» Source document
════

This is not Dr. Griffin's first rodeo. Indeed, she is a rather prolific ERISA litigant. Dr. Griffin has brought this same claim in multiple other lawsuits, and courts have addressed this exact same issue, holding Dr. Griffin lacked standing to sue for civil remedies under ERISA where she did not obtain a valid assignment. See, e.g., Griffin v. Blue Cross & Blue Shield of Alabama, 157 F.Supp.3d 1328, 1334-36 (N.D.Ga. 2015) (dismissing Dr. Griffin's ERISA-based claims for lack of standing because the assignment lacked authorization and was thus impermissible); Griffin v. Coca-Cola Enters., Inc., 686 Fed.Appx. 820, 822 (11th Cir. 2017) (affirming district court's dismissal of
Dr. Griffin's claims for lack of standing where plan unambiguously stated benefits are not assignable by any member without obtaining written permission); Griffin v. Comm. of the UAW Retiree Med. Benefits Trust, No. 16-12002, 2016 WL 6777854, at *2-*3 (E.D. Mich. Nov. 16, 2016) (granting judgment in favor of defendant on Dr. Griffin's Section 502 ERISA claims for lack of standing where Dr. Griffin did not obtain necessary consent for assignment); Griffin v. Verizon Commc'ns, Inc., 641 Fed.Appx. 869, 872-73 (11th Cir. 2016) (affirming dismissal of Dr. Griffin's ERISA action where Dr. Griffin's purported assignments were void because Dr. Griffin had not obtained the necessary consent). All of these cases reason that unambiguous anti-assignment provisions are enforceable. All of them also agree that where the assignment provides that to be effective, the claims administrator must give consent and acknowledge the assignment in writing, but the plaintiff did not allege that she received the consent of the claims administrator, the plaintiff has failed to establish standing to bring the ERISA claims.

════

» Dataset section
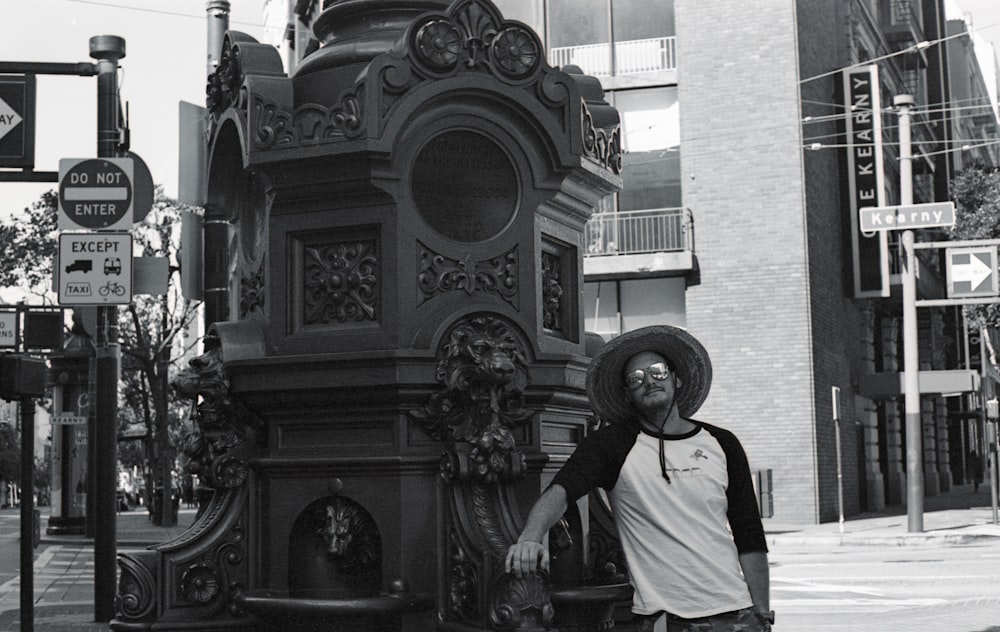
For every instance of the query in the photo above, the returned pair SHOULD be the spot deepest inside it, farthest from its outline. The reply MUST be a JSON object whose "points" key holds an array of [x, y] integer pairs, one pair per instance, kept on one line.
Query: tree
{"points": [[29, 247], [976, 192], [149, 328]]}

════

» Actions to take
1. According to the passage on Dr. Griffin's ERISA lawsuits, which court affirmed the dismissal in Griffin v. Coca-Cola Enters., Inc., and in what year?
2. Pick up the passage on Dr. Griffin's ERISA lawsuits after its last sentence and keep writing it.
The data has nothing to do with what is asked here.

» Answers to the tasks
1. The Eleventh Circuit affirmed it in 2017.

2.
The same reasoning applies here. First, ERISA instructs courts to strictly enforce the terms of the plan. 29 U.S.C. § 1104(a)(1)(D). Second, unambiguous anti-assignment clauses are valid and enforceable to preclude ERISA claims. See Neurological Res., P.C. v. Anthem Ins. Cos., 61 F.Supp.2d 840, 846 (S.D. Ind. 1999). “Because ERISA instructs courts to enforce strictly the terms of plans, see 29 U.S.C. § 1104(a)(1)(D) and Central States Pension Fund v. Gerber Truck Service, Inc., 870 F.2d 1148 (7th Cir. 1989), an assignee cannot collect unless [she] establishes that the assignment comports with the plan.” Kennedy v. Connecticut General Life Ins. Co., 924 F.2d 698, 700 (7th Cir. 1991) (emphasis in original).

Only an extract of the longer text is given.